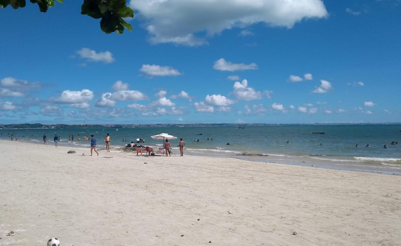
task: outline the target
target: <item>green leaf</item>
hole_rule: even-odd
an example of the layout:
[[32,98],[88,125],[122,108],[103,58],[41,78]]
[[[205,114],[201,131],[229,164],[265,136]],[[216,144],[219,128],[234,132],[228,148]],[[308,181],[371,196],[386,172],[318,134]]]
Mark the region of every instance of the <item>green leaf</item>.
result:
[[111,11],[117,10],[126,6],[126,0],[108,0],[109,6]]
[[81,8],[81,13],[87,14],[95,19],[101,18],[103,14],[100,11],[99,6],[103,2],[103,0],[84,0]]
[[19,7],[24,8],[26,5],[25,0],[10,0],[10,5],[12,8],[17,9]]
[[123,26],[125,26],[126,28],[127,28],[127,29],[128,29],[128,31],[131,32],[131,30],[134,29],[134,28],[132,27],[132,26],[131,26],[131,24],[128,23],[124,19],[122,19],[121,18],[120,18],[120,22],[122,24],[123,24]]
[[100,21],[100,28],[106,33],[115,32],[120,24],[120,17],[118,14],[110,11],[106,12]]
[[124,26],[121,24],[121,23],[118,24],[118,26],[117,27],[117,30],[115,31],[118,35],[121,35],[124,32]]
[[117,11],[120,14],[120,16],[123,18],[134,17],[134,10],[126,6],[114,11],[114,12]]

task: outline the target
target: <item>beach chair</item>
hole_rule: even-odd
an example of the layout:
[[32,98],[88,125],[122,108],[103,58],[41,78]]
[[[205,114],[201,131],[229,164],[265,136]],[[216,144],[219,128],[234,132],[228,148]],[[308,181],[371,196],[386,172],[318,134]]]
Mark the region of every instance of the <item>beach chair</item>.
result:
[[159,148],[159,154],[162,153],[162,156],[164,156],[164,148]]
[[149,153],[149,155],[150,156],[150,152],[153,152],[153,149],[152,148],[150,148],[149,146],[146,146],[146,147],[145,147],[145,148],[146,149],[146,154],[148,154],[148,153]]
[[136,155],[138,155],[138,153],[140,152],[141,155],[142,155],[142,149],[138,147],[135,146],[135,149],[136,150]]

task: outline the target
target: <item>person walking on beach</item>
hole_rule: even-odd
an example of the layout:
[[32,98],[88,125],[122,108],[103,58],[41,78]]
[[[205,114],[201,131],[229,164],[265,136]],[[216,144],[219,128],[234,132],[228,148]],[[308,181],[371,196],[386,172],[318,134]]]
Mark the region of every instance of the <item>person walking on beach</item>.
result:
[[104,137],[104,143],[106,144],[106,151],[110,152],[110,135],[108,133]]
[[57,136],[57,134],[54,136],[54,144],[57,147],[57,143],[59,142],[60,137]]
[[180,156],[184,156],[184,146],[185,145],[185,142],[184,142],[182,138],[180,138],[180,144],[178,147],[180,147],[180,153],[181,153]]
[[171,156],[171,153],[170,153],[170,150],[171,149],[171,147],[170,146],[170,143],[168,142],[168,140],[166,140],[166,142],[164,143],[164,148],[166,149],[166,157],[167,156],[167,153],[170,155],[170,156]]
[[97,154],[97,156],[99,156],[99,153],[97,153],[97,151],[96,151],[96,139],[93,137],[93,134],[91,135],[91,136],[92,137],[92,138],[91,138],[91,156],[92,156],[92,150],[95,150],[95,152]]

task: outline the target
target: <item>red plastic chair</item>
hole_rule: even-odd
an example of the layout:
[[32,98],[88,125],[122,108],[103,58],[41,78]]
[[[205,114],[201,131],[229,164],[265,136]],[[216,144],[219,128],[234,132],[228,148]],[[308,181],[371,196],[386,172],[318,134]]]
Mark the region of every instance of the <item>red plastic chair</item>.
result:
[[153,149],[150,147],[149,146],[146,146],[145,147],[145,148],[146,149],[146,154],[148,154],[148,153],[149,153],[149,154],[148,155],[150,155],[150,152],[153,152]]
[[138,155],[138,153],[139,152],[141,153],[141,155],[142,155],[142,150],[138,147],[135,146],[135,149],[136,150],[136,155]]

---

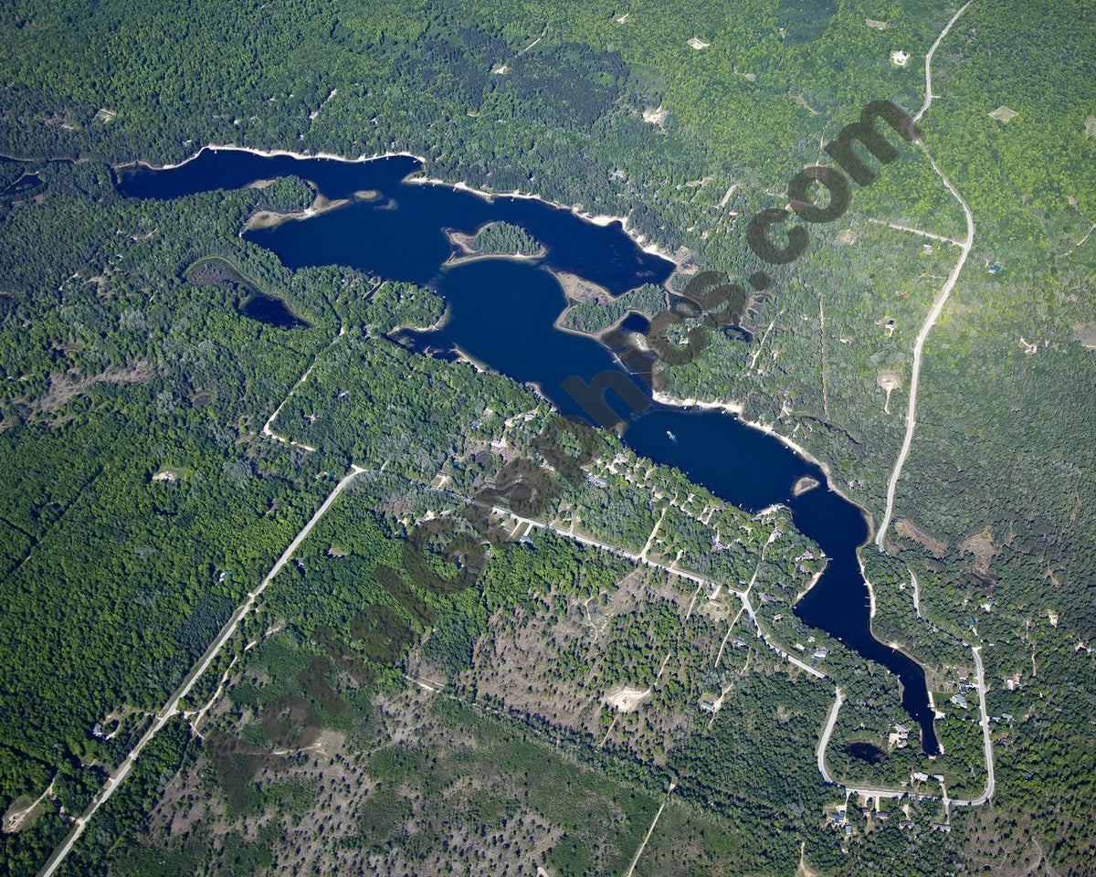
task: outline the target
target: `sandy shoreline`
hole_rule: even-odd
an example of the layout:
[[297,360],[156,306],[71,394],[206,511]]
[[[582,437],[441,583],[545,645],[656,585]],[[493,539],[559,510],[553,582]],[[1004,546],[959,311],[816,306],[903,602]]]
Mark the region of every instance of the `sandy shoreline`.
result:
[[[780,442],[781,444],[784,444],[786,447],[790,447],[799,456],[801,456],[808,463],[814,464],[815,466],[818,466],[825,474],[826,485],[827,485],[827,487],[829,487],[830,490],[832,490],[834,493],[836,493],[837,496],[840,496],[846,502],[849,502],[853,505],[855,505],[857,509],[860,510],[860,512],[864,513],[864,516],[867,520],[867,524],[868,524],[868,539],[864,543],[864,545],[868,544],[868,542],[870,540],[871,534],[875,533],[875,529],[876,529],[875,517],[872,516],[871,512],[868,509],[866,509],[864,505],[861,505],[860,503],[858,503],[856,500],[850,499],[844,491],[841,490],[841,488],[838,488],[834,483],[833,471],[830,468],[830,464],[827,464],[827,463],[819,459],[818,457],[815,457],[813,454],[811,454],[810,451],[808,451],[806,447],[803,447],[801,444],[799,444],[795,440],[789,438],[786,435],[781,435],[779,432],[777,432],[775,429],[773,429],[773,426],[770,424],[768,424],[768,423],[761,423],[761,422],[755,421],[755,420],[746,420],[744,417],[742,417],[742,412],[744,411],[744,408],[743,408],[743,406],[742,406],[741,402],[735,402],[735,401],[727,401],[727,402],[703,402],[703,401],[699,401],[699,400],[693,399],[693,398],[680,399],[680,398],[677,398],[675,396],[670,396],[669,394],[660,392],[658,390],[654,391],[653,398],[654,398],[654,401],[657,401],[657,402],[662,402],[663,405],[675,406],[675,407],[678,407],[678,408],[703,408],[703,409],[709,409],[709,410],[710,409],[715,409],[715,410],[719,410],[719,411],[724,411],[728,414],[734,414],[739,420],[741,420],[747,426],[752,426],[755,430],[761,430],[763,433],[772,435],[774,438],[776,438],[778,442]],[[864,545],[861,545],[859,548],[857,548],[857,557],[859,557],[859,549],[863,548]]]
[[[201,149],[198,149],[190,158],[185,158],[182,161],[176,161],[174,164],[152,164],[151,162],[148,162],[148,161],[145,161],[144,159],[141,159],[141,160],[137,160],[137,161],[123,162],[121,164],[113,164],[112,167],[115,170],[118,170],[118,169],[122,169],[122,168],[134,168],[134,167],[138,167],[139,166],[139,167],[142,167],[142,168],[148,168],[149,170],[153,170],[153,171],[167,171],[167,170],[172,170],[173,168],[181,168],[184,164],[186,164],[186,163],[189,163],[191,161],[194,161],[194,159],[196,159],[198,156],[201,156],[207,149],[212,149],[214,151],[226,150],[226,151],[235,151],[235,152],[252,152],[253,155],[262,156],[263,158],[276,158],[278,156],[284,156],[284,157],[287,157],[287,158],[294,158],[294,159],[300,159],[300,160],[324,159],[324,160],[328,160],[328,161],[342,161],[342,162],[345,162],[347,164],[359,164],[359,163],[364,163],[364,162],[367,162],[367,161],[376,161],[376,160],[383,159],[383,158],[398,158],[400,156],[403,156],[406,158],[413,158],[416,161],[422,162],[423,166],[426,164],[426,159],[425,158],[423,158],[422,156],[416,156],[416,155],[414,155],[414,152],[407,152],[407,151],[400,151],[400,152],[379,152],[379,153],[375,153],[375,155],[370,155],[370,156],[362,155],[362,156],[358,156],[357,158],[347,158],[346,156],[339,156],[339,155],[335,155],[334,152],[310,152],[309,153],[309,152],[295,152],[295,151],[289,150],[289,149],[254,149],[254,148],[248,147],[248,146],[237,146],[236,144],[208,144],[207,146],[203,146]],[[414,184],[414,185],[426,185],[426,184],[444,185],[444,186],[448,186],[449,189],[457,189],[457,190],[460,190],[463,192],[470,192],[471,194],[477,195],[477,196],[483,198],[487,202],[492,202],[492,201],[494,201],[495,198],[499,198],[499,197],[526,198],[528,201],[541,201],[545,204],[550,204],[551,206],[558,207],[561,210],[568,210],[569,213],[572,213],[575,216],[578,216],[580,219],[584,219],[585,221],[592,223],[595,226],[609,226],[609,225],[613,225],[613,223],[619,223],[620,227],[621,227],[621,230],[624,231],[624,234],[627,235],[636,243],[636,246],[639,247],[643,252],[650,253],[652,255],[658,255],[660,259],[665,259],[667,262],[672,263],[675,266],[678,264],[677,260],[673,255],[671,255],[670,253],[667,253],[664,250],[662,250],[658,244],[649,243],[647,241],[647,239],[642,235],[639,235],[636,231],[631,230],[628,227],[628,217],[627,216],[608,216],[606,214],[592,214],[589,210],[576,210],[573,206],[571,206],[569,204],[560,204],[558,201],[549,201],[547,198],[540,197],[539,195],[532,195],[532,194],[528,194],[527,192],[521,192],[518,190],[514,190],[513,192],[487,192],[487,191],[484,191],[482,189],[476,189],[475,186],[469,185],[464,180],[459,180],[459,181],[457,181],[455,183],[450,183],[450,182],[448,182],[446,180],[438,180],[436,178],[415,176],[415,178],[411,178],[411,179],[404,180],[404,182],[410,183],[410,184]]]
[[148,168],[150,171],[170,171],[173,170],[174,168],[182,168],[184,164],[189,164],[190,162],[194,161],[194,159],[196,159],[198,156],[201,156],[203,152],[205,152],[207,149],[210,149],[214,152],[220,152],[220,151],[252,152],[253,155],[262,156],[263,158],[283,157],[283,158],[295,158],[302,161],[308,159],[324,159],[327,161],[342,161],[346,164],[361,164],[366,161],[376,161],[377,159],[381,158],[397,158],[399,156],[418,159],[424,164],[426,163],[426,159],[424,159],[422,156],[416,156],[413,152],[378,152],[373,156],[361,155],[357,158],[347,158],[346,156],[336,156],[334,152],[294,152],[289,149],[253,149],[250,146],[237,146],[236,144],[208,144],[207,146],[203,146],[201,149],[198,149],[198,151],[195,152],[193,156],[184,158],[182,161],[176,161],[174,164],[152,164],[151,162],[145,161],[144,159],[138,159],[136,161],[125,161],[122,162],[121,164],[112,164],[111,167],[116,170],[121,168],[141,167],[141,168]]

#### Challenge
Pick out every line in the entries that contains the string "walking". Letter case must match.

#### Answer to this task
target: <item>person walking on beach</item>
Mark the region of every instance of the <item>person walking on beach</item>.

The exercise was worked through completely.